▶ _THE PROBLEM_
Every line of the data is to be transcribed without error.

▶ _RECORDS_
=== Section Start ===
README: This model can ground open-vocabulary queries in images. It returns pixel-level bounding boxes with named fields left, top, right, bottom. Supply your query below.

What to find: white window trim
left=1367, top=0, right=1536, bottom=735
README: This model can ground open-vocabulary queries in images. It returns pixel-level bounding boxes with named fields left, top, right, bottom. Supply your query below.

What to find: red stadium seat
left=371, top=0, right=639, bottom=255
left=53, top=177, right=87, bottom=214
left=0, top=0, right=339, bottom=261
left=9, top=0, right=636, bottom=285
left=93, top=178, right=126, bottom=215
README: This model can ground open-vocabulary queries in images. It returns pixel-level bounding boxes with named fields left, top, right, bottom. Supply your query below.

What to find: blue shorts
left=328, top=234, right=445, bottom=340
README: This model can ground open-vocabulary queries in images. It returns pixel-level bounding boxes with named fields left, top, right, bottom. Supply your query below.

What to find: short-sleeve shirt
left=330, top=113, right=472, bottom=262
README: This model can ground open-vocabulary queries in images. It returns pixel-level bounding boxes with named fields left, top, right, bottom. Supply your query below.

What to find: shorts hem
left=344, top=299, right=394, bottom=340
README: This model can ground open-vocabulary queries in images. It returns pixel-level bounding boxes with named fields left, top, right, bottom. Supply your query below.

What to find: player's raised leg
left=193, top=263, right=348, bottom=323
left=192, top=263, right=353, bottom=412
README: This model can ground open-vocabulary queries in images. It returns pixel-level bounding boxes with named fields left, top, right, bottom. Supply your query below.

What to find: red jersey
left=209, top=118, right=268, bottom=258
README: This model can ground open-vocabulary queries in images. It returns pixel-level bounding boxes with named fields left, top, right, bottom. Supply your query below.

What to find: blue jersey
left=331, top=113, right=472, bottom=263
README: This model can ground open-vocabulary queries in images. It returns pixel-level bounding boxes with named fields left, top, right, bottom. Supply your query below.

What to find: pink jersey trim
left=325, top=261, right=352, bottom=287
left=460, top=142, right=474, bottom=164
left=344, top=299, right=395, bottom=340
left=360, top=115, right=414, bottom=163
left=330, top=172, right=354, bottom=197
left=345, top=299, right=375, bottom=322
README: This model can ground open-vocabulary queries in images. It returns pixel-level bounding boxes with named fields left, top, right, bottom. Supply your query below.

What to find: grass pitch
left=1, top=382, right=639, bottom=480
=== Section End ===
▶ _ANSWER FOR THIS EXERCISE_
README: This model can ground open-vocabulary queries in images. It returns pixel-level bounding boxes with named fields left, top, right, bottom. Supply your query below.

What to find: white window trim
left=1367, top=0, right=1536, bottom=735
README: This model can ground open-vocabulary queries in images. It returns pixel-level bounding boxes with named fields left, top, right, bottom. Supply your query below.

What to find: red stadium seat
left=371, top=0, right=639, bottom=255
left=53, top=177, right=87, bottom=214
left=0, top=0, right=339, bottom=261
left=9, top=0, right=636, bottom=285
left=93, top=178, right=126, bottom=215
README: This model can ground open-vocabulary queries in images. It returns pixel-level bounding boxes with named fields left, top, right, bottom. Supply your query below.

What to find: blue shorts
left=328, top=234, right=445, bottom=340
README: This model can ground open-vocabulary queries in images. It returns pixel-level bounding boxes with named fields left, top, right, bottom. Supply your query below.

What to find: short-sleeve shirt
left=330, top=113, right=472, bottom=262
README: This model can ground open-vocabulary queries in images. It returns pixel-level bounding boxes with named fields left, top, right, bottom. Supply your query below.

What to find: shorts hem
left=344, top=299, right=394, bottom=340
README: This model can ground open-vocabulary queries in images. It returns pixel-level bounding boxes with named fields left, top, right, bottom. Supply your query below.

What to find: player's raised leg
left=193, top=263, right=348, bottom=323
left=192, top=263, right=353, bottom=412
README: This model can ground open-vocabulary queries in images. It returns pixel-level bounding boxes with named fields left, top, right, bottom. Supply your query below.

What to find: red jersey
left=209, top=118, right=268, bottom=258
README: This model can ground open-vocabulary queries in images. It returns pixel-level bounding boxes with named fields left, top, right, bottom. Supply your query below.

What to find: blue jersey
left=331, top=113, right=472, bottom=263
README: This model can ground open-vocabulary queries in images. It returns pixel-level bounding boxes with named fields left, top, right, bottom. Supply your query below.

What to find: pink jersey trim
left=325, top=261, right=352, bottom=287
left=460, top=142, right=474, bottom=164
left=344, top=299, right=395, bottom=340
left=360, top=115, right=414, bottom=163
left=330, top=172, right=354, bottom=197
left=345, top=299, right=375, bottom=322
README: This model can ground open-vocabulary queries in images. It returns pixel-level bounding boxes with named fields left, top, right, bottom. Supply your query below.

What to find: grass pitch
left=1, top=382, right=639, bottom=480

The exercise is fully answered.